Skip to main content
ARS Home » Research » Publications » Publications at this Location

Research Project: Applied Agricultural Genomics and Bioinformatics Research

Location: Genomics and Bioinformatics Research

Title: An anchored chromosome-scale genome assembly of spinach (Spinacia oleracea) improves annotation and reveals extensive gene rearrangements in euasterids

item Hulse-Kemp, Amanda
item BOSTAN, HAMED - National Institutes Of Health (NIH)
item CHEN, SHIYU - University Of California
item ASHRAFI, HAMID - North Carolina State University
item IORIZZO, MASSIMO - North Carolina State University
item VAN DEYNZE, ALLEN - University Of California

Submitted to: The Plant Genome
Publication Type: Peer Reviewed Journal
Publication Acceptance Date: 3/27/2021
Publication Date: N/A
Citation: N/A

Interpretive Summary: A new high-quality reference genome for Spinach has been completed, which is of exponentially higher quality than the currently available version. This improved genome has allowed for a number of discoveries which were not possible with the previous version. While previously it was thought that Spinach had not undergone any whole genome duplications in it's evolutionary history, we were able to find evidence that it actually has a whole genome triplication followed by massive genome rearrangements. The occurrence of genome rearrangements has made it difficult to identify these duplication events without a higher-quality genome. We were also able to look at the population structure of 75 spinach cultivar lines that have differing leaf shapes. The shape of the leaves is important for how spinach is classified into market types. It appears there are three major genetic groups which appear to share some aspects of leaf shape as a major distinguishing factor, the one group is primarily composed of oriental leaf type, another group is primarily smooth leaf type and the third group is a combination of savoy and semi-savoy leaf types. The study of leaf types was also compared to a previous study, which has made it clear that genetics studies in Spinach must be very careful to genotype the specific plants in which traits are measured as the cultivar lines can be segregating in varying amounts which is even visible in leaf characteristics and can effect the outcomes of genetic studies if not handled correctly. Overall this study will provide many valuable details for spinach breeding in the future and provide a high-quality reference genome which will better enable genetic studies.

-- Dataset records --
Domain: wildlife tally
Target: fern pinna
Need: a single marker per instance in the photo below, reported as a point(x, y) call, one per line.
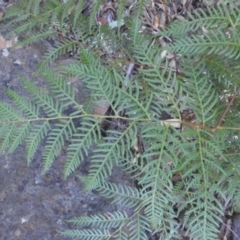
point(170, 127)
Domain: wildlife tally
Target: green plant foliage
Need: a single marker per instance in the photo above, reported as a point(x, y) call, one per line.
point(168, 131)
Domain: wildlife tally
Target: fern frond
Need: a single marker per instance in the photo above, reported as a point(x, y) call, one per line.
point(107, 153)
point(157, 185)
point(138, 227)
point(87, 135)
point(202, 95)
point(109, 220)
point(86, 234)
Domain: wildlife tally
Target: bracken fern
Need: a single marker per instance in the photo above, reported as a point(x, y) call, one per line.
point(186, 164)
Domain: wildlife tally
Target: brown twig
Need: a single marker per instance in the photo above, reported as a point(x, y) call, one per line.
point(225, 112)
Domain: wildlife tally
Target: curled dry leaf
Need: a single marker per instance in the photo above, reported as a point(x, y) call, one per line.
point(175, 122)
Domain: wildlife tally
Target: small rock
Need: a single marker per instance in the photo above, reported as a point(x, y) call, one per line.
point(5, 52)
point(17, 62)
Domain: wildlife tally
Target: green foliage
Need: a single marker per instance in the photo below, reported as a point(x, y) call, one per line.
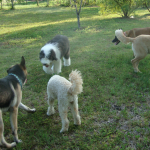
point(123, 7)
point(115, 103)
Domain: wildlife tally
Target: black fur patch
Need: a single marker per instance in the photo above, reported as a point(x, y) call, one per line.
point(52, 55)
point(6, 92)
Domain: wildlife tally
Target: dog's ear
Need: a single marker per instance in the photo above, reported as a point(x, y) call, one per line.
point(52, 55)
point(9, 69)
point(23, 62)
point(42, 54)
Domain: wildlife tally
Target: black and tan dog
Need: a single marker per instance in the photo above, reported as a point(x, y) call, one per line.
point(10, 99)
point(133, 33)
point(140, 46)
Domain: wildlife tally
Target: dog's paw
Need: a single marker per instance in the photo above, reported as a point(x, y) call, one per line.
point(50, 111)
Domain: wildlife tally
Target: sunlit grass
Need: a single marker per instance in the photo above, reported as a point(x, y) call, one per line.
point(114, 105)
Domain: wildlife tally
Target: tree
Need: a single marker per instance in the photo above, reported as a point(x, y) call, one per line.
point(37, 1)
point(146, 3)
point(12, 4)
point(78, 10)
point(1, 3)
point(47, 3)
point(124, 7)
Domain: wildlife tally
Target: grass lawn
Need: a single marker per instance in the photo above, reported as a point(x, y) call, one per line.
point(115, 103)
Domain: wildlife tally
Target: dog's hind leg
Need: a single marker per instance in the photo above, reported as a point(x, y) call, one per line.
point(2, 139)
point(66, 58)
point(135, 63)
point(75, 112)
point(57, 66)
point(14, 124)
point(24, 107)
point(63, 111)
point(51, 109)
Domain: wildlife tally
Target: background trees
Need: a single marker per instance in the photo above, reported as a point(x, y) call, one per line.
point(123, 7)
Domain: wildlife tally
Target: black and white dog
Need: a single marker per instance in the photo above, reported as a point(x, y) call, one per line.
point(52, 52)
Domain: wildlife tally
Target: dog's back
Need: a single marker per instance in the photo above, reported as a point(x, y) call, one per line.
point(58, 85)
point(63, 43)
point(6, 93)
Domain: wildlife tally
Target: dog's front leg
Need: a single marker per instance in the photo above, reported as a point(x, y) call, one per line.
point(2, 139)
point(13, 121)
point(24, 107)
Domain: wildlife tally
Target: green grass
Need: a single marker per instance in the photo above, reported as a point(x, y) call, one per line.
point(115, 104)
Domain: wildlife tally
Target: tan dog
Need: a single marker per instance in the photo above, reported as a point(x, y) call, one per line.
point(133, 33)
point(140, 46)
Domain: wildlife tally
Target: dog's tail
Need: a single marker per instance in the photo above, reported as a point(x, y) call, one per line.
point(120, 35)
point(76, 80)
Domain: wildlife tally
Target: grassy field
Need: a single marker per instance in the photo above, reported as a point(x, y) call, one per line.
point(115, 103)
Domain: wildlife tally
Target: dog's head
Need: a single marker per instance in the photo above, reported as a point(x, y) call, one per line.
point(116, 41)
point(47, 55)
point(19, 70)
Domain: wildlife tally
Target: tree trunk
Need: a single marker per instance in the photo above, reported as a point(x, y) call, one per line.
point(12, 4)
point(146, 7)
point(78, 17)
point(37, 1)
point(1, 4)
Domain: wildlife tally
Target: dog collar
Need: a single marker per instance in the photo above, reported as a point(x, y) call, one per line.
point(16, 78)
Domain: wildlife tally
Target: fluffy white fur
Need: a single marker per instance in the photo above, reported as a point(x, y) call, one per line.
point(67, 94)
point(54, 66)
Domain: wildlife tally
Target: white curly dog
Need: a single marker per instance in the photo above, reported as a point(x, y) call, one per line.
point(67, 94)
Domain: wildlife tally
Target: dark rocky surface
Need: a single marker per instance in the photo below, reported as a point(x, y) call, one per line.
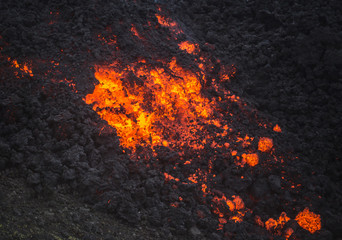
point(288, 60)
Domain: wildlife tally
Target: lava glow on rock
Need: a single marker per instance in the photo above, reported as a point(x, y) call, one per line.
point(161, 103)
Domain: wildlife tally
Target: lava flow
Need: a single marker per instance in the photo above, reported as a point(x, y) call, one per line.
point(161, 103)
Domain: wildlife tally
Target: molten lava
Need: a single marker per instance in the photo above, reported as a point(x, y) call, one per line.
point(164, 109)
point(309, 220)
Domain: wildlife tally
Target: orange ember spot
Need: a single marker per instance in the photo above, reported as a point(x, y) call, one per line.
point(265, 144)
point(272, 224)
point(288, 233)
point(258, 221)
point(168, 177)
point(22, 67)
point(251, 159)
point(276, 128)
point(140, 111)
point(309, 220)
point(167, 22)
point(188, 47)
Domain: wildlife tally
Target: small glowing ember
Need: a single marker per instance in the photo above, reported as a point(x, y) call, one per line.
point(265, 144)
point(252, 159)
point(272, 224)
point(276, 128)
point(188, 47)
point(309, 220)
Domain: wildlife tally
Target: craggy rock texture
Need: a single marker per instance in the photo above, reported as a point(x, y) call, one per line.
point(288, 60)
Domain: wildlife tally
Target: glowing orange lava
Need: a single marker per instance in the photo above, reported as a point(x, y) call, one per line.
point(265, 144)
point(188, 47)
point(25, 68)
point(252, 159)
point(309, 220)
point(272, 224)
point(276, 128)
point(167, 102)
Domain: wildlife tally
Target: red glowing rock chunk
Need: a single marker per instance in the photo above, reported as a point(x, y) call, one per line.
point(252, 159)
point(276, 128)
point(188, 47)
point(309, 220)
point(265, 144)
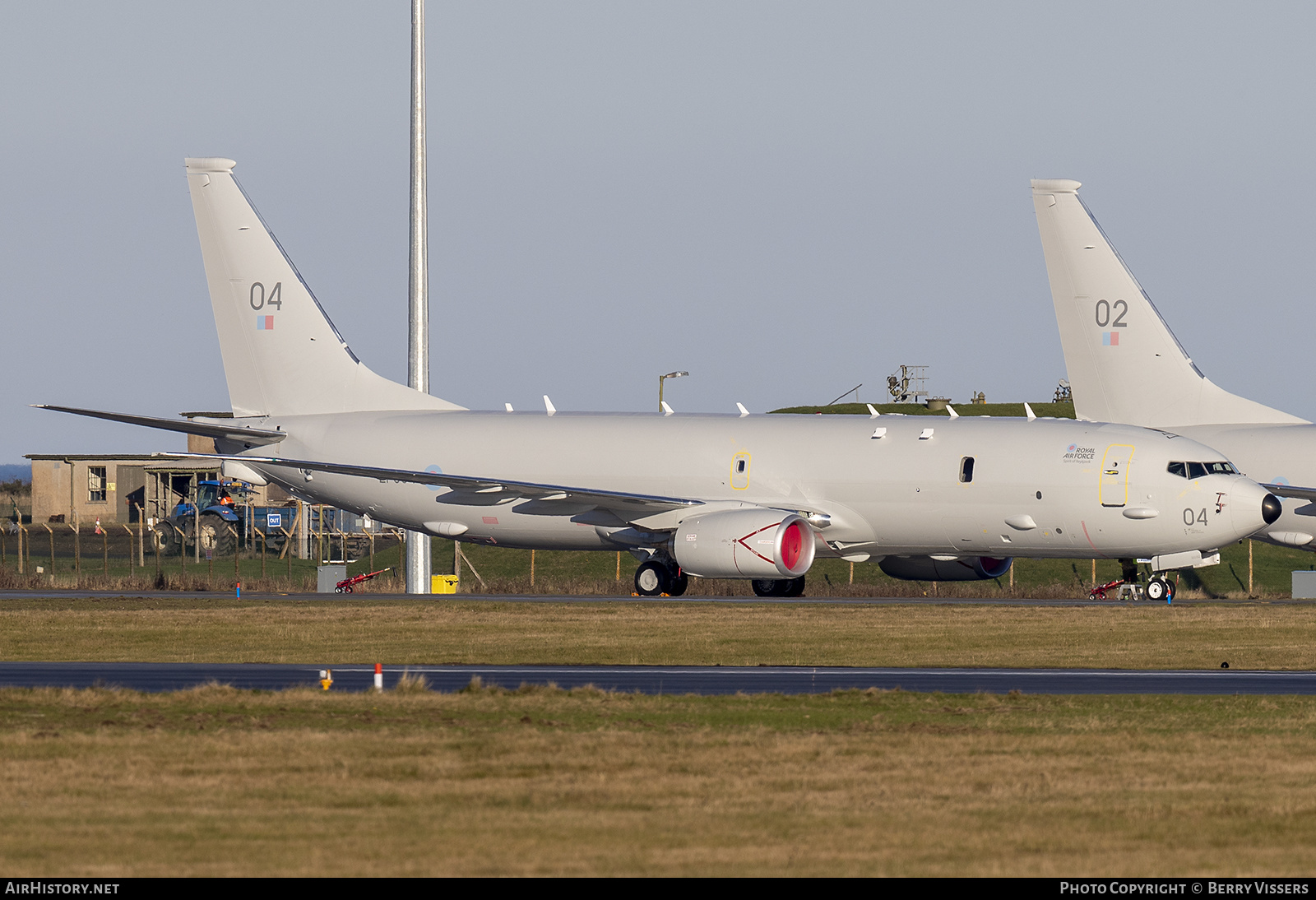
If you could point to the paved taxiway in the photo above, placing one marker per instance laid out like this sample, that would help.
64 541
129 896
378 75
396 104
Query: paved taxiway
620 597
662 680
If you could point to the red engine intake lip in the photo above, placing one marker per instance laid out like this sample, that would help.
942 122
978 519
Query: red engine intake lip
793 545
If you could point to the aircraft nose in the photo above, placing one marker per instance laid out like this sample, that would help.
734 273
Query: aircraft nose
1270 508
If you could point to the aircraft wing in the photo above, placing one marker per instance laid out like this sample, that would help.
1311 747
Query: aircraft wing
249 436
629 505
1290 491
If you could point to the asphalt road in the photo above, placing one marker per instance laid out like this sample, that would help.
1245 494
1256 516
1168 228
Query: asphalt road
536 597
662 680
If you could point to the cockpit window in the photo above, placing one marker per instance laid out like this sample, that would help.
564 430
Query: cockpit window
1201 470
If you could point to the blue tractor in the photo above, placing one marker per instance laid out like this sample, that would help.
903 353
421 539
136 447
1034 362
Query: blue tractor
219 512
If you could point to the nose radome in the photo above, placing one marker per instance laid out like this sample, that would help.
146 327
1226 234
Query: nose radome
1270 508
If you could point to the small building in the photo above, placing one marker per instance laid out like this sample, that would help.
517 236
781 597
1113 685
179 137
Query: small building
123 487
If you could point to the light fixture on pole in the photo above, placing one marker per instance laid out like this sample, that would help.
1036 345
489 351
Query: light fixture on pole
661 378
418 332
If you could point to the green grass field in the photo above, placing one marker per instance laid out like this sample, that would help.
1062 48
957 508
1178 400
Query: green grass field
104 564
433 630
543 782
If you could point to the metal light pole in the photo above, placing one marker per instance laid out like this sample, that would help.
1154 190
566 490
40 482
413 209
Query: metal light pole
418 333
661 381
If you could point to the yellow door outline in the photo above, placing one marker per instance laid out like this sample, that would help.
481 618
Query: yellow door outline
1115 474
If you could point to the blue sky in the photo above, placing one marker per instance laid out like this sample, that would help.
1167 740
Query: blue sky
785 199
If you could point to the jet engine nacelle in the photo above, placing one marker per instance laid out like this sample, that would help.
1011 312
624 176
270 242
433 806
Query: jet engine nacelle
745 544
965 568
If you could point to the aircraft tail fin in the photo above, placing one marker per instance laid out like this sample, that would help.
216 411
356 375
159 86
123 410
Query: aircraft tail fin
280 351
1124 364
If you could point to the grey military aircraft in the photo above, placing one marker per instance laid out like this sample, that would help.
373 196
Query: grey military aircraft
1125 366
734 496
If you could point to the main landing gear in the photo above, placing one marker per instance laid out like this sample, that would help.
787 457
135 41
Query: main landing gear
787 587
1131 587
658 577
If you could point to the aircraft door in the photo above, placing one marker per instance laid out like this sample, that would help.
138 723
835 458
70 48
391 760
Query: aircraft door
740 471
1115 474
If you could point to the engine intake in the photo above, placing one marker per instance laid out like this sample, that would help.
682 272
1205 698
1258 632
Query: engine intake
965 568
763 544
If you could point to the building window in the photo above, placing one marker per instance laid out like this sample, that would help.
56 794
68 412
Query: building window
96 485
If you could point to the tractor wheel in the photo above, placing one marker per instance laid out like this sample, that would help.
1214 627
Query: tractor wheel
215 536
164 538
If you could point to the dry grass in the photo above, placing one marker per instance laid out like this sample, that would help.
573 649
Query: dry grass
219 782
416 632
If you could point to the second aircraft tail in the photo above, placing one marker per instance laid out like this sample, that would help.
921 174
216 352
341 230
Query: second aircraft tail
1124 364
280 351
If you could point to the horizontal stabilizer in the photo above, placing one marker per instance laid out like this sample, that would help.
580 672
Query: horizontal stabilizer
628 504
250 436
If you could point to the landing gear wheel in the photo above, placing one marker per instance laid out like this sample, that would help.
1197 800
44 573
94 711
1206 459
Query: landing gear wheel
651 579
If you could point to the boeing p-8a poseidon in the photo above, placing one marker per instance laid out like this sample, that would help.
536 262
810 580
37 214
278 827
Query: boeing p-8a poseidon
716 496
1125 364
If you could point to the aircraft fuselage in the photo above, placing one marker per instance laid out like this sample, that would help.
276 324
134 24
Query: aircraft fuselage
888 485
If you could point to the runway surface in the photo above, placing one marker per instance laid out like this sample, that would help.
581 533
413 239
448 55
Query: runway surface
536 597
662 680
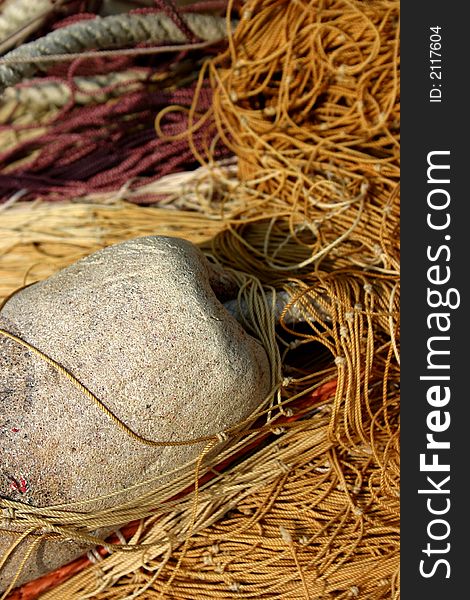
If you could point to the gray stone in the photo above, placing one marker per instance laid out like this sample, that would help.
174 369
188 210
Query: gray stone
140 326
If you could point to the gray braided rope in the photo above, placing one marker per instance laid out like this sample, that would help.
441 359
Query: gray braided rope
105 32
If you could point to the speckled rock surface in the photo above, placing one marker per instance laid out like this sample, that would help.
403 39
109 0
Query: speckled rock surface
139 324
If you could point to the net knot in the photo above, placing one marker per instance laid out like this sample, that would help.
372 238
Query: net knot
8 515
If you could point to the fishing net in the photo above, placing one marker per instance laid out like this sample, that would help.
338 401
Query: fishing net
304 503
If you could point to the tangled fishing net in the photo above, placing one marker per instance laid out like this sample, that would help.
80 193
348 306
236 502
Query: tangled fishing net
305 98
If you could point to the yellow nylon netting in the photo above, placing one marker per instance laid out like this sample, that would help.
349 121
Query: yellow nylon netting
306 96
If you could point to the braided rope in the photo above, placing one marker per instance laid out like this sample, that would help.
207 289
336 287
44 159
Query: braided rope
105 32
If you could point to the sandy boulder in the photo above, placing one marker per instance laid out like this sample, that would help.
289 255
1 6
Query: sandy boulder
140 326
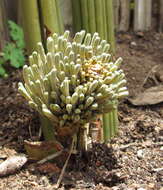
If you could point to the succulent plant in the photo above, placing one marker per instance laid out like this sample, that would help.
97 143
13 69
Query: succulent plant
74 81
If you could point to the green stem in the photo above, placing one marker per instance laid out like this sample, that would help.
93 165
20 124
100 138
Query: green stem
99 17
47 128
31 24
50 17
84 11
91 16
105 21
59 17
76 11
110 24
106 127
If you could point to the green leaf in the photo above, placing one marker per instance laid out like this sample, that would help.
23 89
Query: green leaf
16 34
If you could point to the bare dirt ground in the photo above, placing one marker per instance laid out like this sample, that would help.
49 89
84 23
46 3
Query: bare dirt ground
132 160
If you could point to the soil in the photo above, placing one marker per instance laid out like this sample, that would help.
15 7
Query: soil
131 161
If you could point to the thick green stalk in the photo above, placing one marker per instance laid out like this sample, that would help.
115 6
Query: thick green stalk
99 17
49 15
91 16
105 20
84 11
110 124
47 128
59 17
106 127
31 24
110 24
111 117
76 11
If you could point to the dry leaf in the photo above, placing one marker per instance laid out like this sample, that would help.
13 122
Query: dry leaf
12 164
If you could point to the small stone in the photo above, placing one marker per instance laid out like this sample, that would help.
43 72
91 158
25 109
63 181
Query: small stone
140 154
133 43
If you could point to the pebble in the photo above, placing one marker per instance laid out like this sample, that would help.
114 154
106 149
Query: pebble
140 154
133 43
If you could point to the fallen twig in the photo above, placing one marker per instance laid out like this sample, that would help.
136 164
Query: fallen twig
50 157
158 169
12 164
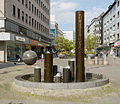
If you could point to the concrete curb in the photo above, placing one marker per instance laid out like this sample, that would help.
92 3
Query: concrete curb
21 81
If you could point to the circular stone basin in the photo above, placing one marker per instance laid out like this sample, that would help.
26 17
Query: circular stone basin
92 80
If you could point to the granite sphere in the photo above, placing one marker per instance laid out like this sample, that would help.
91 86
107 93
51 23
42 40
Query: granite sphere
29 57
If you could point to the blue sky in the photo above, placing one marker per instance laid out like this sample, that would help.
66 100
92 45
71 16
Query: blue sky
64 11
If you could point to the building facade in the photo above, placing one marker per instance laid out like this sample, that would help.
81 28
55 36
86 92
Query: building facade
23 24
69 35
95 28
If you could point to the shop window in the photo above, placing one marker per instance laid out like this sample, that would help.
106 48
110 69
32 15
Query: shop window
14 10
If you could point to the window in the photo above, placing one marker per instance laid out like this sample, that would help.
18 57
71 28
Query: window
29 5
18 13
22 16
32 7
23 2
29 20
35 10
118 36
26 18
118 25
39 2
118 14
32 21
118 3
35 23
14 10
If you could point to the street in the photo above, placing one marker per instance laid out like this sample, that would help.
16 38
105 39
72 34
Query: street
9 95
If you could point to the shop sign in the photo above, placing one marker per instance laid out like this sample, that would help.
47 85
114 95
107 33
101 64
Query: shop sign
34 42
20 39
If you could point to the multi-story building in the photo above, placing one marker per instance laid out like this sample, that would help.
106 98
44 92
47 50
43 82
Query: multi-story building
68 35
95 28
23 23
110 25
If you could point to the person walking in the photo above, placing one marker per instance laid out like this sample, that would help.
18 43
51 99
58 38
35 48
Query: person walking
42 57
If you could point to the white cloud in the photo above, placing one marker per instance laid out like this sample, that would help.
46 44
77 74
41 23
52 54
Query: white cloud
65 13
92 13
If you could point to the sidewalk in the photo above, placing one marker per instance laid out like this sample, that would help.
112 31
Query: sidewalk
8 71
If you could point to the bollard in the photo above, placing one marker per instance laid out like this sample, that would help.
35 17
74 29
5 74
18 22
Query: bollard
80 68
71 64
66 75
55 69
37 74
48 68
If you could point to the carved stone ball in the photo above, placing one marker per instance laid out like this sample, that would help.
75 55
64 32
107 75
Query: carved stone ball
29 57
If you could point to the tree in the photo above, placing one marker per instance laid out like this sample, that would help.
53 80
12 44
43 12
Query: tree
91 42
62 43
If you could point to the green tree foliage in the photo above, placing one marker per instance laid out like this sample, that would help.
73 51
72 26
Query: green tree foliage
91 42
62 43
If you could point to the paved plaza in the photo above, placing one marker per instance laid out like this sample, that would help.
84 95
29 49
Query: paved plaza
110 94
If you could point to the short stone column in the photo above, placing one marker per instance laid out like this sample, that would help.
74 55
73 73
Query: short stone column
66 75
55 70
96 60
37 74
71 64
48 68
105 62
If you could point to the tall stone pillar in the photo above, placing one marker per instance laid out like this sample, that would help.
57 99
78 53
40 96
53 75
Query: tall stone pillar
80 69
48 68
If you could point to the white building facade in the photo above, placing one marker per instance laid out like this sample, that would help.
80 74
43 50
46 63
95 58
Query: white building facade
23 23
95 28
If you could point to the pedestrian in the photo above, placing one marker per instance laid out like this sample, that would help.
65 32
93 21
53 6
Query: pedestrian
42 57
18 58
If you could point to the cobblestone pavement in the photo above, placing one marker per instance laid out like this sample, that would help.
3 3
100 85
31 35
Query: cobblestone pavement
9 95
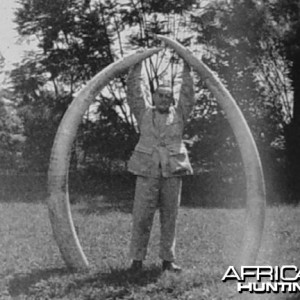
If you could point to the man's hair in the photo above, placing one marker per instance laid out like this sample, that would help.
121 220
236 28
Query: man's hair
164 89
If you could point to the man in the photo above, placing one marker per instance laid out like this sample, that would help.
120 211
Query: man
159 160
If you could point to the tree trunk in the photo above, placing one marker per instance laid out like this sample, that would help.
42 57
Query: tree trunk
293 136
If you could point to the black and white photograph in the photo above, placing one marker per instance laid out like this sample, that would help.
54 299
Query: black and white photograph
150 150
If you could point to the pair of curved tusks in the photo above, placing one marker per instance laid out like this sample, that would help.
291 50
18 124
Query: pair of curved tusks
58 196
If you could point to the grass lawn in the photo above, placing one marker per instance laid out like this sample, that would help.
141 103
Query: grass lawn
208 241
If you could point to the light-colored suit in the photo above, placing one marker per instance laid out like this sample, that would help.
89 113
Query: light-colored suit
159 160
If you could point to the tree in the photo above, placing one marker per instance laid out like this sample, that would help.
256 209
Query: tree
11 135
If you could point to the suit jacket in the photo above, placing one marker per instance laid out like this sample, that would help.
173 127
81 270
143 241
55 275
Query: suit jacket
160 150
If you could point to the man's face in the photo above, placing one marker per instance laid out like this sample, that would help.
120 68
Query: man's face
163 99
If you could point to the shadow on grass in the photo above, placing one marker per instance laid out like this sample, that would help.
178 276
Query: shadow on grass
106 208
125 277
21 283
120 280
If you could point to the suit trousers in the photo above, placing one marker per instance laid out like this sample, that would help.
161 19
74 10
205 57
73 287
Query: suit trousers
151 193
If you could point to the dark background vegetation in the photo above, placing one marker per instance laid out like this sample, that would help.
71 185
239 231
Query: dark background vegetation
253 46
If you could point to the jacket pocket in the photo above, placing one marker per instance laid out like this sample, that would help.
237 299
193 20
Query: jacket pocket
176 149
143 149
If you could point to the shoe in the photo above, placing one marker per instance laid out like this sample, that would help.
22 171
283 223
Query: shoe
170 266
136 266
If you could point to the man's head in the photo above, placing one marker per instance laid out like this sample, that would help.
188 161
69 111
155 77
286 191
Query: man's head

-- Task goal --
Return the part of the spinach genome text that begins at the words "Title: An anchored" and stops after the words "Of Health (NIH)". The material has no connection to the spinach genome text.

-- Answer to this exercise --
Title: An anchored chromosome-scale genome assembly of spinach (Spinacia oleracea) improves annotation and reveals extensive gene rearrangements in euasterids

item Hulse-Kemp, Amanda
item BOSTAN, HAMED - National Institutes Of Health (NIH)